» Input data
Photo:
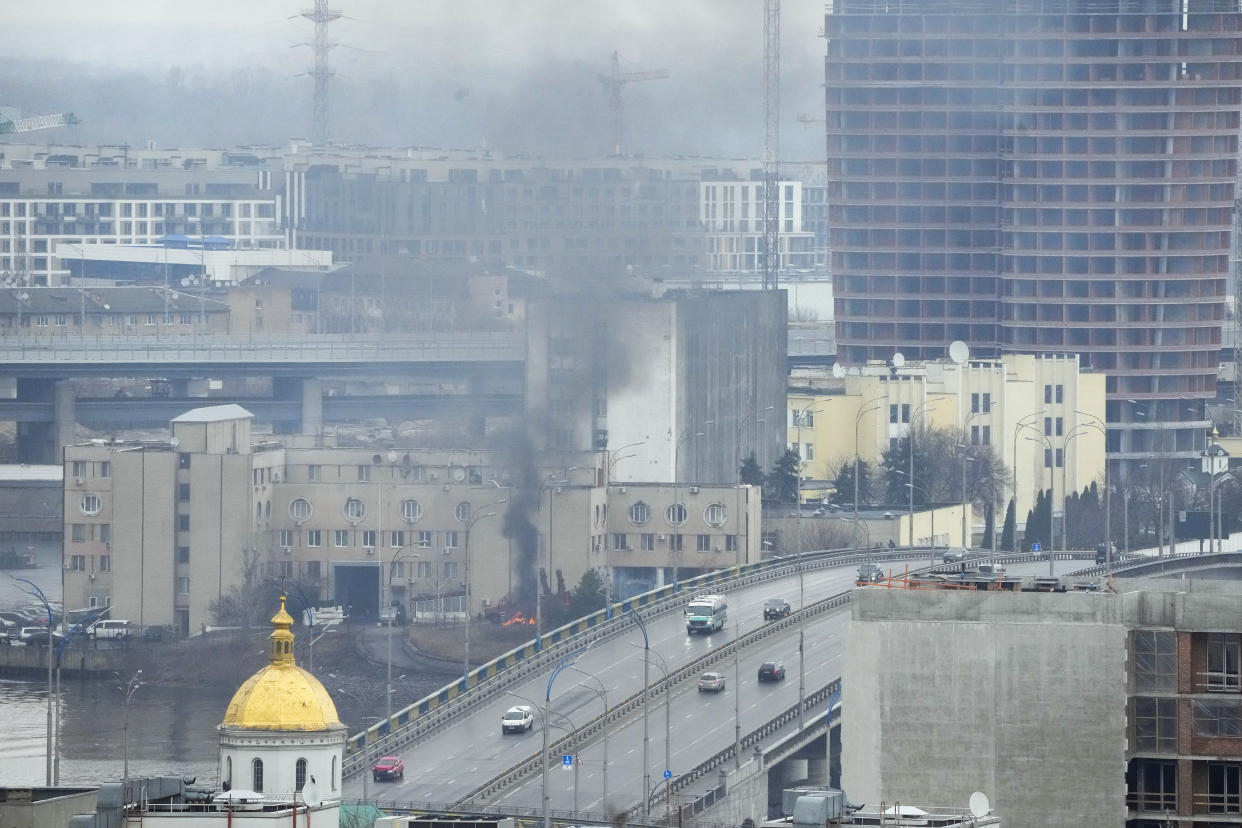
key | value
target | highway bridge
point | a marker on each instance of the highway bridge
(457, 757)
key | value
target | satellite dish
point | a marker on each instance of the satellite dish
(311, 795)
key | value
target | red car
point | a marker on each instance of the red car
(390, 767)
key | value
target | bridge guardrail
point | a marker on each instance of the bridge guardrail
(566, 744)
(482, 683)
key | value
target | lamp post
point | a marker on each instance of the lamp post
(389, 612)
(129, 689)
(32, 590)
(646, 714)
(470, 524)
(752, 420)
(1021, 423)
(867, 407)
(1050, 462)
(677, 508)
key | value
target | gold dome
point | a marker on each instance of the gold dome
(282, 695)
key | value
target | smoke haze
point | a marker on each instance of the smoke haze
(516, 78)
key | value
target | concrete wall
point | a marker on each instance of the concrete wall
(1022, 697)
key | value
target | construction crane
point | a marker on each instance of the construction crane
(37, 122)
(612, 83)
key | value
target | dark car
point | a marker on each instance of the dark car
(771, 672)
(390, 767)
(775, 608)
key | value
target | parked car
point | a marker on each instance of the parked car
(775, 608)
(389, 767)
(518, 720)
(771, 672)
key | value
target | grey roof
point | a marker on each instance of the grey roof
(214, 414)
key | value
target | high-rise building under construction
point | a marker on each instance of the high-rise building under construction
(1040, 176)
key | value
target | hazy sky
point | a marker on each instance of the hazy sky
(466, 72)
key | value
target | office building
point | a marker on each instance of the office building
(1040, 176)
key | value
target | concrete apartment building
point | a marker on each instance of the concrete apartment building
(158, 530)
(999, 402)
(1065, 708)
(1040, 176)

» Activity
Without any of the pictures, repeat the entries above word for word.

» Answer area
Photo:
key | value
target | highway bridge
point | a marker on each instance of the highway bridge
(457, 757)
key | value
target | satellite dish
point | a marker on each instance of the satellite dish
(311, 795)
key | value
target | red car
point | a marker on each instance of the red car
(390, 767)
key | value
target | bridge guardrail
point | a marker on each instance of the bridge guardrail
(566, 744)
(482, 683)
key | value
target | lamp post
point | a marker on each instance of the lamp post
(389, 612)
(129, 689)
(32, 590)
(646, 714)
(470, 524)
(752, 420)
(1021, 423)
(867, 407)
(1050, 462)
(677, 508)
key | value
target | gold dome
point | a marker on each instance of the gold dome
(282, 695)
key | value
target | smoke haze
point | a marker on each instance of the smoke haze
(516, 78)
key | value
target | concrete wall
point | a marker on each instance of the concrete wall
(1022, 697)
key | value
target | construction crane
point | a marker on each instance of the construction crane
(37, 122)
(612, 83)
key | value
target | dark car
point | a marker on each instance of the dark car
(771, 672)
(390, 767)
(775, 608)
key | value
target | parked car
point | a marker on each instance of the parked car
(775, 608)
(389, 767)
(518, 720)
(771, 672)
key | value
target | grey roof
point | a marker on each instance of the grey roof
(214, 414)
key | value
target | high-rise building under construction
point | a marker on each instance of the high-rise building under construction
(1040, 176)
key | value
target | hazy sky
point | a marker on each instance of the hazy sky
(466, 72)
key | value
target | office building
point | a marker on each instance of the office building
(1040, 176)
key | value
target | concrete apartment building
point | a marker on each instance of the concrete apartment building
(158, 530)
(999, 402)
(1065, 708)
(1040, 176)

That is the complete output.